begin

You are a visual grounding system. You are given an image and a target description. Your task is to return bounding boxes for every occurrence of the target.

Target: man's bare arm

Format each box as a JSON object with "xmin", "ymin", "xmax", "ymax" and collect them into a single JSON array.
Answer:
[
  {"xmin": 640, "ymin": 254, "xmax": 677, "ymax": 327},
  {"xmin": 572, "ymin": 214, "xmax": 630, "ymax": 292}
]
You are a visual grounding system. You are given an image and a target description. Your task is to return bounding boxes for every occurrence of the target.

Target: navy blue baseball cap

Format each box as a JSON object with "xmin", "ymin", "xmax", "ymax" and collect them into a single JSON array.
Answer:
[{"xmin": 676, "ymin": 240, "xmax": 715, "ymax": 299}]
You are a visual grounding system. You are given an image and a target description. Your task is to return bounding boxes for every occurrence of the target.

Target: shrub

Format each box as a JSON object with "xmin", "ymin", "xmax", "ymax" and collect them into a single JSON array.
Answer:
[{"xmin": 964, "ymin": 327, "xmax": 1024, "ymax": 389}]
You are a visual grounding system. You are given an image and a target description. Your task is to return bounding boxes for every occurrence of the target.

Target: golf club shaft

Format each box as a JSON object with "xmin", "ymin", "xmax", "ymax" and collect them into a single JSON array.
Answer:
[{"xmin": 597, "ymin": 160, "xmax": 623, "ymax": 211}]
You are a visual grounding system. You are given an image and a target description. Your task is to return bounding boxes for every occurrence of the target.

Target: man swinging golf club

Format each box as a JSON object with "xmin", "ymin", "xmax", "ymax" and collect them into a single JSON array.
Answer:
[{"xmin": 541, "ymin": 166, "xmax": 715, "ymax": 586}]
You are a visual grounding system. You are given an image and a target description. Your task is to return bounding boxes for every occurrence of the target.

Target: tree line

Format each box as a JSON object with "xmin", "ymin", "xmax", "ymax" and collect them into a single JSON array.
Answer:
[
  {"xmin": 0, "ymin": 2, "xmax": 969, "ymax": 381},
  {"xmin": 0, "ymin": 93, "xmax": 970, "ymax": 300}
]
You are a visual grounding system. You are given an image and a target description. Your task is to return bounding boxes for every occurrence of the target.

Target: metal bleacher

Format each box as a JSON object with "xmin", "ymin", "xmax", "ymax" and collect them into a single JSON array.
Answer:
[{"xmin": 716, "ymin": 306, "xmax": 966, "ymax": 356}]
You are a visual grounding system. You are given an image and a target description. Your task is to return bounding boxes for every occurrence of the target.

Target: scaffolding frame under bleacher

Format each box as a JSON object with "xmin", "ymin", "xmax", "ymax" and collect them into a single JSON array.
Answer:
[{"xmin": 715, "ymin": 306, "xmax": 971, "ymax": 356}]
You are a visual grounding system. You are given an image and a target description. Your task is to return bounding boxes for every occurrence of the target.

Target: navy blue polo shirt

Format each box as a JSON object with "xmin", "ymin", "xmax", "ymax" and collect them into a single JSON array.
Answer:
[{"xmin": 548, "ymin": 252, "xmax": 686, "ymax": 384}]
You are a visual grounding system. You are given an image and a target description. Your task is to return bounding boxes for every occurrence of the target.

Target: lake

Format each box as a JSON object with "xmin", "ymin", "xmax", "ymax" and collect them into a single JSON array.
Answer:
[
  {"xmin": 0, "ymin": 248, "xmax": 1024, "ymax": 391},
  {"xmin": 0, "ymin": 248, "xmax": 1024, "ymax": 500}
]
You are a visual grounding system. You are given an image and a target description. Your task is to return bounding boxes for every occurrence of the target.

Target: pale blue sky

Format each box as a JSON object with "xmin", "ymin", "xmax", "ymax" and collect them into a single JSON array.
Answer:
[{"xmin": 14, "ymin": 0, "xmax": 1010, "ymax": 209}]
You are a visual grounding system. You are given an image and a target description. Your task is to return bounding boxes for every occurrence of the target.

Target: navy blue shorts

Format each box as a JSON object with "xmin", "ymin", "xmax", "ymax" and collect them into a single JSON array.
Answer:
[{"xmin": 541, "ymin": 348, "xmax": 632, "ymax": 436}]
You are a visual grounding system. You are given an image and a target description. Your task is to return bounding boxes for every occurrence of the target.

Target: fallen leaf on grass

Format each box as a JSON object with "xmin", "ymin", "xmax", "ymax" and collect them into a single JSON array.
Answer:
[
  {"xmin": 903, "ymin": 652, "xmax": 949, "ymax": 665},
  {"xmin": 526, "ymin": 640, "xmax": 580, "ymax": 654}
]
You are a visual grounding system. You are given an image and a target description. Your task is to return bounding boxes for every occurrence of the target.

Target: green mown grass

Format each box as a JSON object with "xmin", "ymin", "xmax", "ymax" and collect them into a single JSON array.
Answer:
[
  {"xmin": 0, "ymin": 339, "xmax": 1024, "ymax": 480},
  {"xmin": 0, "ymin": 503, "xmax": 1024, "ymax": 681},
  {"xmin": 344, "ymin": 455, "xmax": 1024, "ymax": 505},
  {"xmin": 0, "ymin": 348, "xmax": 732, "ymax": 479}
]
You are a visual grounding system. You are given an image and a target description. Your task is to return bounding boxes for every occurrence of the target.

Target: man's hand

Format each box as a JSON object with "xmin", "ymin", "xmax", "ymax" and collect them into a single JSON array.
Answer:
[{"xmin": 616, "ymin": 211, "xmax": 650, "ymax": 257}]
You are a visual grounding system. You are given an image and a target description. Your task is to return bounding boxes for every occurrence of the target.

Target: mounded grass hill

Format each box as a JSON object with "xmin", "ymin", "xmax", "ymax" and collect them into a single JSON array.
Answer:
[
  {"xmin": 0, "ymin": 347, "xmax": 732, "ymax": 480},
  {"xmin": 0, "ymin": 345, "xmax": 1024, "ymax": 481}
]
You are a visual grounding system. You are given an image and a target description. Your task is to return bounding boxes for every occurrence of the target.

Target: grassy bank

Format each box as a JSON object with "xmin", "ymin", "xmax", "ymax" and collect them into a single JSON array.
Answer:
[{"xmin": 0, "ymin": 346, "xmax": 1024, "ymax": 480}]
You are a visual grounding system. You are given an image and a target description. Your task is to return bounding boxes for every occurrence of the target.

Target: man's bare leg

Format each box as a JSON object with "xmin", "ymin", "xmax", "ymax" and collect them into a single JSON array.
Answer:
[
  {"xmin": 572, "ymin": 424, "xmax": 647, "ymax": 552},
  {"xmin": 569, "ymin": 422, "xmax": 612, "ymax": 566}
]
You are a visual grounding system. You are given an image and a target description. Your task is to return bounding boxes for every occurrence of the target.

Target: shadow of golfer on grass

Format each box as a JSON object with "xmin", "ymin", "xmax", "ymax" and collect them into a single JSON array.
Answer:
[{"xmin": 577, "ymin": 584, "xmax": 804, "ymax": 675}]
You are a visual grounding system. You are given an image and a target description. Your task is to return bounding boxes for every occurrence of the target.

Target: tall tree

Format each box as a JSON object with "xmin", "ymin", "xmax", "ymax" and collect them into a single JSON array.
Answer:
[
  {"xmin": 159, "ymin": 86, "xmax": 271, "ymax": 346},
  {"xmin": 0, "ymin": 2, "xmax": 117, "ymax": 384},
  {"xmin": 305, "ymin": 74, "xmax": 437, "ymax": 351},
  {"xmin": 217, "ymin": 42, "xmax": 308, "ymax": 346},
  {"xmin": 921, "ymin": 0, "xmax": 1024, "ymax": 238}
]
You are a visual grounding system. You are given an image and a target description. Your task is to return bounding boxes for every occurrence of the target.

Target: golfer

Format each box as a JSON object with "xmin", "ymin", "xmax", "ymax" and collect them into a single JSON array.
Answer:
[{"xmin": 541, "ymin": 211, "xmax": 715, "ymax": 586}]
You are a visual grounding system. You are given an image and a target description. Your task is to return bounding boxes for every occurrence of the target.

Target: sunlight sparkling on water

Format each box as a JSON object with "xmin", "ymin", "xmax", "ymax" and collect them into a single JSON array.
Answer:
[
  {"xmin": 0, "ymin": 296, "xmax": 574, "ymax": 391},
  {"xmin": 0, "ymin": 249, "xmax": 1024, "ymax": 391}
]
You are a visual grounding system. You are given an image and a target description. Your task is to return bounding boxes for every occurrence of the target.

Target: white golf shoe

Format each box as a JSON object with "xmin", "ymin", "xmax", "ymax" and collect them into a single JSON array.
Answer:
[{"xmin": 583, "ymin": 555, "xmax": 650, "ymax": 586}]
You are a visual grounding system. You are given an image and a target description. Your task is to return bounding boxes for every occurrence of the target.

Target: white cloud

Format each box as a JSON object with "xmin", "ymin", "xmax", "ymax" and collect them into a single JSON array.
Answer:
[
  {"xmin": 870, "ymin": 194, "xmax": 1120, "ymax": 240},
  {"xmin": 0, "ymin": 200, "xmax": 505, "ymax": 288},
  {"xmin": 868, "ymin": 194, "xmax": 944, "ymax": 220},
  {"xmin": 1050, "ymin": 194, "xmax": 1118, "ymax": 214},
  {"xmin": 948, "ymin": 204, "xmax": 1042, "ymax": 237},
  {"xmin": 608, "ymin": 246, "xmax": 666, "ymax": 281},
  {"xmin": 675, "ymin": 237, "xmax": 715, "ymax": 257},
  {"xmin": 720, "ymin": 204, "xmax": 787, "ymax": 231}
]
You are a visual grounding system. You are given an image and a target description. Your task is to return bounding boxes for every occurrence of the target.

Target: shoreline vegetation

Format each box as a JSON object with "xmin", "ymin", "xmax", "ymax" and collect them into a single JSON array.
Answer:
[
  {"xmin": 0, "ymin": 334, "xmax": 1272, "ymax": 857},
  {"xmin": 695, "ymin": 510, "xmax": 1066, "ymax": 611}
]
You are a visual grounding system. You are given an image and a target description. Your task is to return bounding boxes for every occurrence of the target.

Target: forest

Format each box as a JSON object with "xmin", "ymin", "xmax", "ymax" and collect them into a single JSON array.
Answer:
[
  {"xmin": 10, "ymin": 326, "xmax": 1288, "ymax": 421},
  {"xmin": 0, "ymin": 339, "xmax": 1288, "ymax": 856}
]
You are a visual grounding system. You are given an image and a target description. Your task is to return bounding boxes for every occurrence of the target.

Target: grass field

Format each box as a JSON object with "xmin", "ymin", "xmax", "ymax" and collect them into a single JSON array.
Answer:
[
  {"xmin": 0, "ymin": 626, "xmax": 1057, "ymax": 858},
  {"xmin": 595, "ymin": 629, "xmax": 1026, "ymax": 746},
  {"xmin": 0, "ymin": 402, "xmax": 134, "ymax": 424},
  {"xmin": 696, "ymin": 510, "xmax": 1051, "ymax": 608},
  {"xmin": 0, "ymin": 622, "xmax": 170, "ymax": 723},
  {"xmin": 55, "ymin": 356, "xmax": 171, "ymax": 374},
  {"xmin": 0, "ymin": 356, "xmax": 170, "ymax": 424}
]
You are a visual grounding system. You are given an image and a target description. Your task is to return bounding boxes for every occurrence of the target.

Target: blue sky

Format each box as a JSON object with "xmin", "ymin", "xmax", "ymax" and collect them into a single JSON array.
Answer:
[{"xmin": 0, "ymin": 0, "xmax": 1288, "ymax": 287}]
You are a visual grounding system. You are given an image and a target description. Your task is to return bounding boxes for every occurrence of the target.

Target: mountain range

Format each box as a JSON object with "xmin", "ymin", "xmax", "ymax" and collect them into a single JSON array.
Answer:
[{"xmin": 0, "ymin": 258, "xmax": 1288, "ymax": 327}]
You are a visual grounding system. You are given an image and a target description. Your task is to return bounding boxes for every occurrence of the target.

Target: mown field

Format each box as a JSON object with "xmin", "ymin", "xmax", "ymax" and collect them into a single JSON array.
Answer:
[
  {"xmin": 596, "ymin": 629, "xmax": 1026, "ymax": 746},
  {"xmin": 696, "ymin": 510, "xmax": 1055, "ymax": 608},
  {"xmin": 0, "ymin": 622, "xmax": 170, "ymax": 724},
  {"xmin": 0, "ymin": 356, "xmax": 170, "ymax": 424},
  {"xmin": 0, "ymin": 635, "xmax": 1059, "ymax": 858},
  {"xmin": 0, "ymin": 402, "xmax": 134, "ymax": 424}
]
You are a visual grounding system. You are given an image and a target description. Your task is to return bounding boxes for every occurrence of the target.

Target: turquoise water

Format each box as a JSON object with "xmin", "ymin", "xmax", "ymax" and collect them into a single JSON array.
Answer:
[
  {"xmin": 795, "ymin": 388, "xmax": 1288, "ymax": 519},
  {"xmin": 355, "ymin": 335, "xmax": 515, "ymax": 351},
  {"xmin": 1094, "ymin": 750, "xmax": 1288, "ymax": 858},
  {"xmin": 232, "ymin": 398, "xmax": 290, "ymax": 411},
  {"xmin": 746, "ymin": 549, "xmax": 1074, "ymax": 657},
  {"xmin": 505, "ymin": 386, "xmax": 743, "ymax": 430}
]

end

* Set task *
Please find each line above that contains the word "golfer", and copy every one of those lines out in full.

* Complete output *
Target: shadow of golfer on grass
Target: golfer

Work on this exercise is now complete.